**Aim:** Begin at the line that has "query=vehicle hood --output=box" and stop after the line that has "[0,0,110,118]", and write out only those lines of the records below. Keep every line the same except the bounding-box coordinates, which you should scale by 0.85 and round to whole numbers, with halves rounding up.
Start of Provided data
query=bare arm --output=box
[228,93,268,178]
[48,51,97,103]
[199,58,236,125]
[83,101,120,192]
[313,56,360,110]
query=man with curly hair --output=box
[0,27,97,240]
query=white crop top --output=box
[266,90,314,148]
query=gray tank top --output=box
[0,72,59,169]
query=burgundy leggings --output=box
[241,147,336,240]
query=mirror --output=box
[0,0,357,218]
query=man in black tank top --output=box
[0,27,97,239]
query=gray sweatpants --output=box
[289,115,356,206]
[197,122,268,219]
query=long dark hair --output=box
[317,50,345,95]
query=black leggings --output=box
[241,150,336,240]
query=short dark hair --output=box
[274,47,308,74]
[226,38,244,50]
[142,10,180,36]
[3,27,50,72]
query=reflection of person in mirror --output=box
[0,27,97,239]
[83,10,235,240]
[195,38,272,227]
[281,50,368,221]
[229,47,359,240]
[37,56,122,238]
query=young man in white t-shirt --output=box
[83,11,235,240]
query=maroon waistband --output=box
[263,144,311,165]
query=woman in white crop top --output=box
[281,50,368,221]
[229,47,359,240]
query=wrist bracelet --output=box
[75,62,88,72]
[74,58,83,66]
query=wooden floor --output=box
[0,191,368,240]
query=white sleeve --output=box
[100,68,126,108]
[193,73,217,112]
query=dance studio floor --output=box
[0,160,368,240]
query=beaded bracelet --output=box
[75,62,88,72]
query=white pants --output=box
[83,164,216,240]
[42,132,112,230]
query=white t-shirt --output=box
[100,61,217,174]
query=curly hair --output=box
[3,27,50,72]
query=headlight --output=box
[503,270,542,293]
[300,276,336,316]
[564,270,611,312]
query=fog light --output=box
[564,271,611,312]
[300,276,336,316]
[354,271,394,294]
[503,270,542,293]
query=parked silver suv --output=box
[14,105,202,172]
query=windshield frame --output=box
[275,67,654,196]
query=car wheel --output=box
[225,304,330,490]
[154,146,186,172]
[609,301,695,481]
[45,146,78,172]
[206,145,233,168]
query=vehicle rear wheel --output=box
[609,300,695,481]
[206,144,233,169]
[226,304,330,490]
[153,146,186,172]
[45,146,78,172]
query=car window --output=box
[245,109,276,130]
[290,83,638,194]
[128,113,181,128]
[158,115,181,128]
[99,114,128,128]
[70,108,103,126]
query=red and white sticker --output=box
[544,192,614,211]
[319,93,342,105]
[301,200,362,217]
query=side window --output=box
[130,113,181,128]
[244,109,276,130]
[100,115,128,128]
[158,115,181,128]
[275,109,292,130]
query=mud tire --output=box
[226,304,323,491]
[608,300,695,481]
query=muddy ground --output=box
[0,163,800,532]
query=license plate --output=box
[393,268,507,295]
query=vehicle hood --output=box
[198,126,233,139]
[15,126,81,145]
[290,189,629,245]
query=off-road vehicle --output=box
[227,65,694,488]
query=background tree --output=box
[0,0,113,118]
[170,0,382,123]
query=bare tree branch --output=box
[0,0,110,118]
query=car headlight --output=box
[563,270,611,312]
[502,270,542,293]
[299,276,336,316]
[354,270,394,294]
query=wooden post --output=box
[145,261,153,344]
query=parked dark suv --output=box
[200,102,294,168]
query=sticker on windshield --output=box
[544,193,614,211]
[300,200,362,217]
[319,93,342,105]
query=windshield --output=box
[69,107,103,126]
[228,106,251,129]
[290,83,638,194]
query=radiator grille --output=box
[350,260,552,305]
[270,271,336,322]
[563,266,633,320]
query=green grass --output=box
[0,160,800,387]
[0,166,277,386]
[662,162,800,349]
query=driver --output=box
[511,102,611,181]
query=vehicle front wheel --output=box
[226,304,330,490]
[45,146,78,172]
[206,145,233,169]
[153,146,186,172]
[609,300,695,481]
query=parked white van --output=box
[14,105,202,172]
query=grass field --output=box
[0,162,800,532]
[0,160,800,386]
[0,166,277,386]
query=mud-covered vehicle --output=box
End of Provided data
**Exercise answer:**
query=vehicle hood --output=box
[168,107,198,118]
[13,107,69,123]
[247,161,535,208]
query=off-road vehicle --output=box
[193,55,590,415]
query=background tree --output=box
[0,0,96,100]
[145,0,325,105]
query=bare tree branch --output=box
[0,0,94,100]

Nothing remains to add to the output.